Extract provided |
<<<<

Thursday, September 24, 2009

Seven

Dearest You,

I've been writing a lot of letters to people I feel warmly about. The letters I've been writing recently have ended on a high note. Yours may not end this way. But it's not that you aren't worth writing to.

Here's how it started. I am about twenty. You are a little older, but not much. We are both young. We are doing summer theater. I am acting and you are running the lights. You are tall and brown and lean. You wear mirrored sunglasses and your hair is cut short like Tom Cruise in "Top Gun."

It's funny, but you didn't really notice me until we were well into our run. You didn't notice me until that girl - the one who'd been doing wardrobe, the one with the cute blonde hair -- you didn't notice me until she'd left town. (I couldn't help but notice that her ankles were thick.)

You asked me to dance. There was a band playing in the bar where we gathered after the show and you took my hand and led me across the wooden plank floor. You were a good dancer. You said that your mother taught you. I rested my hand lightly on your bare arm.

Later, we walked out into the darkness behind the bar and looked at the stars. We sat on the steps of an old steam locomotive and talked. I don't remember much of our conversation except that eventually you asked how many lovers I'd had. You called them "lovers," and I thought this was romantic, but then we'd already established that you could waltz.

I wanted to seem more experienced than I was and so I upped my list by one. "Three," I said.

>>>>

Entries shown |
<<<<

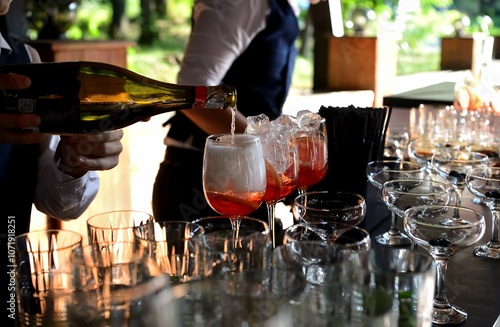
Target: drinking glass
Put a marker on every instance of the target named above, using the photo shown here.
(250, 248)
(280, 155)
(400, 194)
(381, 287)
(424, 224)
(453, 166)
(422, 150)
(117, 284)
(484, 182)
(345, 238)
(343, 207)
(313, 260)
(234, 175)
(396, 142)
(115, 226)
(313, 158)
(43, 275)
(172, 245)
(381, 171)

>>>>

Apply what you read |
(A) Print everything in the summer-theater letter from "It's funny, but" down to "ankles were thick.)".
(B) In the summer-theater letter, why did the writer answer "Three" when asked how many lovers there had been? Explain in one to three sentences.
(C) Pick up the summer-theater letter right after its final line, "Three," I said.

Task results |
(A)
It's funny, but you didn't really notice me until we were well into our run. You didn't notice me until that girl - the one who'd been doing wardrobe, the one with the cute blonde hair -- you didn't notice me until she'd left town. (I couldn't help but notice that her ankles were thick.)

(B) The writer wanted to seem more experienced than was actually the case. So the true number was raised by one when the question came.

(C)
"Then I'll be number four," you said. And then you leaned in to kiss me.

We didn't sleep together that night because it was Sunday and I had to return my parents' Volvo. But the next Friday, when I prepared to head up to the theater, I packed my pajamas and my toothbrush in my big, white leather satchel. I did this in front of my stepmother in what I hoped was a nonchalant way. My dad gave me a wink and wished me a good weekend. My stepmother urged me to be careful.

It all unfolded the way I thought it would. (Like "Dirty Dancing," except instead of a gorgeous resort in upstate New York, it took place in a former coal mining town, turned hippie refuge, turned artsy-craftsy haven. My parents didn't seem nearly as worried as Baby's and though we knew you could dance, we never actually performed together.)

I started spending the whole weekend with you, sharing the house you were borrowing from the woman who was spending her weekends with the theater director. We drank beers together in the Mine Shaft Tavern and passed a bottle of tequila back and forth in the bleacher seats of the old baseball field. You pointed out the juniper trees on the hillside which sheltered stealthily planted marijuana. Holding hands, we climbed a slippery incline covered with tailings from the coal mine until we came upon an abandoned shack. Inside, we found dozens of bats hanging from the ceiling. No longer than my fingers, they were velvety and smooth with snub noses and delicately folded wings.

The end of the summer came as it does in New Mexico with afternoon thunderstorms leading into cool evenings. Just before our last performance, we all gathered back stage. The director congratulated us on a great run. He asked us to do it one more time. "Go fuck 'em in the hearts," he said.

That night, after the show, we had a party. The director mixed mint juleps and kissed all the actresses. You had to leave early. You said you had to do something for your mom, but you promised you would visit me at my parents' house the next day. I was leaving to go back to college and you promised you would say goodbye.

The next morning, my anticipation woke me from sleep. I dressed carefully, though in a way I hoped would appear casual. I packed the rest of my things and posed for photos in the driveway.

"She's off," my Dad said. "Off into the great beyond."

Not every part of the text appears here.